[What to do]:
(1) Answer these questions using the court excerpt:
(a) From which cell did Sgt. Lasco find the metal rod coming?
(b) How long was the shank found in Love's cell?
(c) What does the Court direct the Clerk of Court to do?
(2) Please write out the part of the court excerpt starting at "SO ORDERED." and ending at "ECF No. 4-1.)".

[Supplied text]:
On 5-29-15, while shaking down the midway of 300 CCH, I Sgt. E. Lasco found a metal rod coming from cell 335 W. I went into the cell to find the object sticking through the vent into the midway. Offender Love, # 158219, stays in this cell. Evidence turn (sic) into IA. Time of find, approximately 10:45 a.m.

(Conduct Rep. 1.) Additionally, Lt. Dykstra submitted a witness statement reporting that Sergeant Lasco told him that Lasco had "seen something like a shank in the midway but could not get to it." (ECF 4-5 at 1.) Sgt. Lasco then searched Love's cell and found an 8 ½ inch shank in the cell. During the hearing, the DHO reviewed the Conduct Report, Lt. Dykstra's statement, the photograph of the confiscated item, video recording from the cell house, and the evidence card. Based on this evidence, the DHO determined that Love was guilty of violating A-106. In light of the evidence, the DHO's determination was not unreasonable or arbitrary. The DHO had "some evidence" that the concealed 8 ½ inch metal rod in Love's vent constituted "possession or use of any . . . dangerous or deadly weapon" in violation of IDOC policy. See Webb, 224 F.3d at 652. Love's Petition suggests that Sgt. Lasco or Lt. Dykstra planted the metal rod in his cell. With this claim, Love asks this Court to make an independent credibility determination between the veracity of his version of events and those of Lt. Dykstra and Sgt. Lasco. However, it was for the DHO, not this Court, to make that credibility determination. See McPherson, 188 F.3d at 786. Therefore, Ground Three of Love's Petition is denied.

CONCLUSION

For these reasons, the Court:

(1) DENIES AS MOOT the Motion to Admit Evidence to Unseal Security Video for Review [ECF No. 13];

(2) DENIES the Motion to Suppress Evidence Submitted Witness Statement [ECF No. 14];

(3) DENIES the Motion to Suppress Incident Report Exhibit A-1 [ECF No. 15];

(4) DENIES the Habeas Corpus Petition [ECF No. 1]; and

(5) DIRECTS the Clerk of Court to close this case.

SO ORDERED.

FootNotes


1. In fact, the Court notes that there does appear to be a completed evidence card in Respondent's Exhibit A-2. (See Conduct Rep., ECF No. 4-1.)

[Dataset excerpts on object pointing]
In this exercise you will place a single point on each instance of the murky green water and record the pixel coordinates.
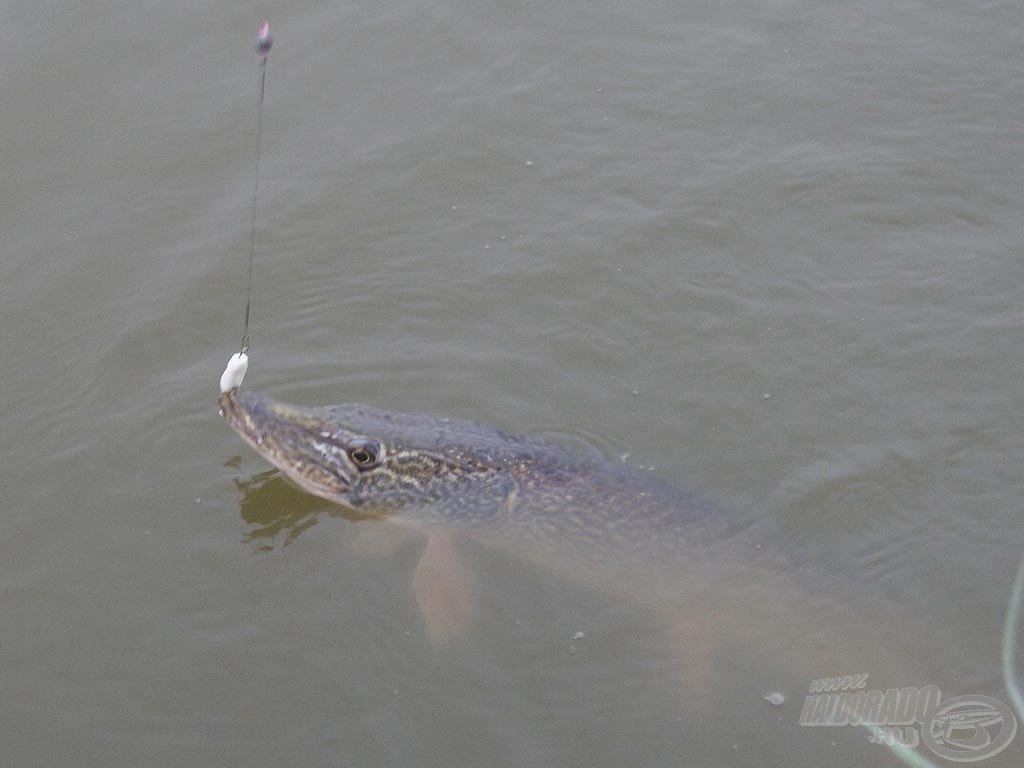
(770, 250)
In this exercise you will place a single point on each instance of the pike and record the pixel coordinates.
(602, 524)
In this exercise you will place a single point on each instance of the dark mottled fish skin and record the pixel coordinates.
(458, 474)
(715, 581)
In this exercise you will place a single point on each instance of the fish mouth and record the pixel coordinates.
(292, 438)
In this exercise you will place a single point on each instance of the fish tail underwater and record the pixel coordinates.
(587, 521)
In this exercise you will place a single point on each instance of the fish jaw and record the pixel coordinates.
(294, 439)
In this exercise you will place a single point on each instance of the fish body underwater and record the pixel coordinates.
(603, 524)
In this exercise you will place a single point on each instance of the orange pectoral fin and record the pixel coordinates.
(443, 590)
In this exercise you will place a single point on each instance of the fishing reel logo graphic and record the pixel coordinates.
(965, 729)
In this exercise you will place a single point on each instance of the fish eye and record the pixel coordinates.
(364, 454)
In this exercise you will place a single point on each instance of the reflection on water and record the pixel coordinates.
(274, 508)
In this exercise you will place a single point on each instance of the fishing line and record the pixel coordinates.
(1011, 677)
(263, 42)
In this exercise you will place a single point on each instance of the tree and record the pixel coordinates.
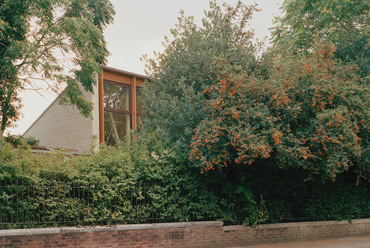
(40, 39)
(308, 112)
(174, 98)
(345, 23)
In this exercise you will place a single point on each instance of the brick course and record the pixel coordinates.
(192, 234)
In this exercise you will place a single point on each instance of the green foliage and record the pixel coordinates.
(38, 36)
(174, 97)
(141, 182)
(306, 111)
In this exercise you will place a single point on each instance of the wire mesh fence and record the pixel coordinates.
(25, 204)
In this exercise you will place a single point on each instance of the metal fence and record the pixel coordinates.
(25, 204)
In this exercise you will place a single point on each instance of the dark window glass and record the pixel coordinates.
(140, 123)
(116, 97)
(116, 125)
(139, 104)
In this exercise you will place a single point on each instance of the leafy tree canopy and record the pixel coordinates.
(42, 38)
(174, 98)
(307, 111)
(299, 107)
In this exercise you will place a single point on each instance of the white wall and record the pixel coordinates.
(62, 126)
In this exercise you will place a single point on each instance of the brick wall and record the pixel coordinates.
(192, 234)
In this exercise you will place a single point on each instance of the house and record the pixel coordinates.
(116, 111)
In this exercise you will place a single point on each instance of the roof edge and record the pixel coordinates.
(111, 69)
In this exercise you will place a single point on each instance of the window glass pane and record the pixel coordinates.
(116, 125)
(139, 119)
(116, 97)
(139, 104)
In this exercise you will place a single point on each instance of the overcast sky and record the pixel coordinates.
(138, 29)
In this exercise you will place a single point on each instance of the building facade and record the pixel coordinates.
(117, 110)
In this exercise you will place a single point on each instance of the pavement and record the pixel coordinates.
(352, 242)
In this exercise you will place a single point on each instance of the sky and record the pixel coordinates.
(139, 28)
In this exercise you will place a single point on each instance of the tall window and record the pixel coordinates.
(139, 109)
(117, 111)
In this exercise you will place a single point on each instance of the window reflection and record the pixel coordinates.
(116, 97)
(139, 104)
(116, 126)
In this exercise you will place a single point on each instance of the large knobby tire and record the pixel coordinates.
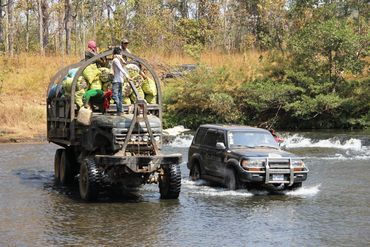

[Answers to each task]:
(1)
(a) Cell 335 W.
(b) 8 ½ inches.
(c) Close this case.

(2)
SO ORDERED.

FootNotes


1. In fact, the Court notes that there does appear to be a completed evidence card in Respondent's Exhibit A-2. (See Conduct Rep., ECF No. 4-1.)